READING TEXT
■ ■ ■

How to make seitan sausages

Step 1 – Add water, oil, soy sauce, salt, and spices to a saucepan and heat until it starts to boil, then turn off the heat and allow it to cool for about 10 minutes.

Step 2 – Press 1/2 a block (7 oz.) of tofu and crumble it into a food processor or blender, then pour in the spiced broth.

Step 3 – Blend until it turns into a creamy thick liquid, then pour into a glass mixing bowl.

A collage of four images showing the process of making a broth, blending it with tofu, and pouring it into a glass bowl to make vegan sausage.

Step 4 – Add 1 cup of vital wheat gluten and mix well until a thick dough forms.

Step 5 – Add another 1/3 cup of vital wheat gluten and knead it into the dough until all of the wheat gluten has been absorbed and no longer feels wet.

Step 6 – Form the dough into the shape of a sausage, and wrap the sausage tightly in foil twisting the ends to hold it in place.

A collage of 4 images showing the steps of adding gluten flour to the tofu and broth and kneading into a dough before shaping it into a sausage shape and wrapping it in foil.

Step 7 – Steam the wrapped sausages in a large pot with a steamer basket for 45 minutes. (You can also use a pressure cooker or Instant Pot. Cook under pressure for 30 minutes and then allow steam to release naturally.)

Step 8 – Take them out of the pot with tongs and allow them to cool for about 10 minutes before opening the packets. (I always get too excited to see my sausages and get burnt with the steam when I open the foil too soon.)

Step 9 – At this point, they are ready to eat, or you can grill or fry them. You can also cut them up and add them to your favorite Italian meals.

Pro Tips

  • Use a glass bowl and a silicone spatula to mix your seitan.  Vital wheat gluten is very sticky once it gets wet and will stick like glue to a plastic bowl or a wooden spoon.
  • Be sure to press the tofu well to get out as much liquid as possible.  I like to cut the block into quarters and squeeze it with my hands like I’m packing a snowball over the sink to get out all the excess water.
  • Wheat gluten is a very fine powder that will get everywhere if you are not careful with it.  Pour it low down and slowly over the tofu mixture so it doesn’t splash out of your bowl.

■ ■ ■

GIVEN EXERCISE
Extend the seitan sausage recipe beyond its final sentence.

■ ■ ■

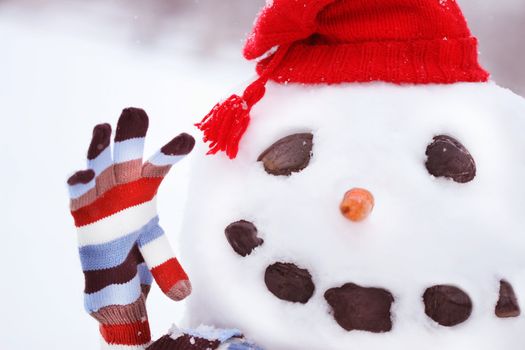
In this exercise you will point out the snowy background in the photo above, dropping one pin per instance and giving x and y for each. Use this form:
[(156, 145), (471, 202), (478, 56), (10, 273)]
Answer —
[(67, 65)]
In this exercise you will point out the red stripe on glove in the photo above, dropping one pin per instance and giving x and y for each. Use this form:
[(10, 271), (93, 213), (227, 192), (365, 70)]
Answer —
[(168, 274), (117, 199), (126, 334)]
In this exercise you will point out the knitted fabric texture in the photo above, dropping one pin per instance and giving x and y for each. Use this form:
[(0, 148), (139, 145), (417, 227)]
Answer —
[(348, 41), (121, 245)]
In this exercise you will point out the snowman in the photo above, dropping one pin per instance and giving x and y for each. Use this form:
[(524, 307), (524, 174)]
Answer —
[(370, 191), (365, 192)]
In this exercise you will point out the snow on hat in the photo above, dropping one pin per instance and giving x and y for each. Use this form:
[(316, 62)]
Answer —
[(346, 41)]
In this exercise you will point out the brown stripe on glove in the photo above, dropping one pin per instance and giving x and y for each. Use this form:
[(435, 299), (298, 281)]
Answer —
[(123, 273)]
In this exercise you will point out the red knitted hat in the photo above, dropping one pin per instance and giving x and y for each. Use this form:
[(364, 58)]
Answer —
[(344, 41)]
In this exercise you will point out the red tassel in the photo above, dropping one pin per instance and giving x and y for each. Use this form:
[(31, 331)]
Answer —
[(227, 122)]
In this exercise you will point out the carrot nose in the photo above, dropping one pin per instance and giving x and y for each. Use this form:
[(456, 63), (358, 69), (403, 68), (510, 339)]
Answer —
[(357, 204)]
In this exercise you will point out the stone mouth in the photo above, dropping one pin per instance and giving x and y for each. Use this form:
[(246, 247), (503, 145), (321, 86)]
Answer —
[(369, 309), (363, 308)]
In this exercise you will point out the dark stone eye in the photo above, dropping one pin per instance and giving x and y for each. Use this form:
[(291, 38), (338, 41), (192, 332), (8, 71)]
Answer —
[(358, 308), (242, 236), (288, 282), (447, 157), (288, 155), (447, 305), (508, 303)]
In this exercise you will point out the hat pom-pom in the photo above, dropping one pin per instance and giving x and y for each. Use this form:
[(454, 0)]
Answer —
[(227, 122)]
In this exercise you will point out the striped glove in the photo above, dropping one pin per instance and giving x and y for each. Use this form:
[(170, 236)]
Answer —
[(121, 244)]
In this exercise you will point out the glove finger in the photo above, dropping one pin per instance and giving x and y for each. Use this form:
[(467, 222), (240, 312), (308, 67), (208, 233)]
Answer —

■ ■ ■

WRITTEN RESPONSE
  • Knead the seitan until all of the gluten flour is incorporated and you have a dough that’s a little firmer than you would have for bread. Only knead it for about 30- 60 seconds so your wheat meat doesn’t get too chewy.

Forming the sausages

  • If you want perfectly formed sausages, wrap the dough in the desired shape in plastic wrap and allow it to rest for 30 minutes before taking off the plastic and wrapping it in foil.
  • If you don’t want the foil to touch your food, you can wrap the sausage in parchment paper first, and then wrap the foil around that.
A pile of seitan sausages on a white plate with a fork in one of them.

Frequently asked questions?

How can I make gluten-free vegan sausages?

Unfortunately, there is no way to make these seitan sausages gluten-free since the primary ingredient is gluten flour. However, I have wonderful recipes for vegan gluten-free sausage links and vegan sausage crumbles that use TVP instead of wheat gluten and are gluten-free.

Do vegan sausages have to be cooked?

After these seitan sausages have been steamed, they are cooked enough to eat, however, you may choose to panfry them with some onions and peppers and serve them on a hot dog bun or as a side dish. These seitan sausages hold up to grilling, so they’re perfect for summer barbecues or camping.

How to use the sausages

You can also cut up the sausages and add them to your favorite Italian dishes. I love to toss them into the following meals.

Simple tomato and bail pasta with slices of homemade vegan sausage on a white plate.
Simple tomato basil pasta with vegan sausage.

Storage and reheating

Refrigerate: These vegan Italian sausages will keep well in the fridge for 3 – 5 days in a sealed container.

Freeze: Seitan freezes well and can be stored in an airtight bag in the freezer for up to 3 months. Put them in the fridge overnight to defrost them.

Reheating: Reheat the sausages in the microwave for about 2 minutes, pan-fry in a little oil, or toss them on a grill for a few minutes until warm.

A plate of spaghetti with tomatoes and slices of vegan Italian sausages.

More seitan recipes

We love seitan in our house and make a ton of mock meats like vegan beef, ham, turkey, and chicken. Be sure to check out all of my seitan recipes or my seitan-making cookbook!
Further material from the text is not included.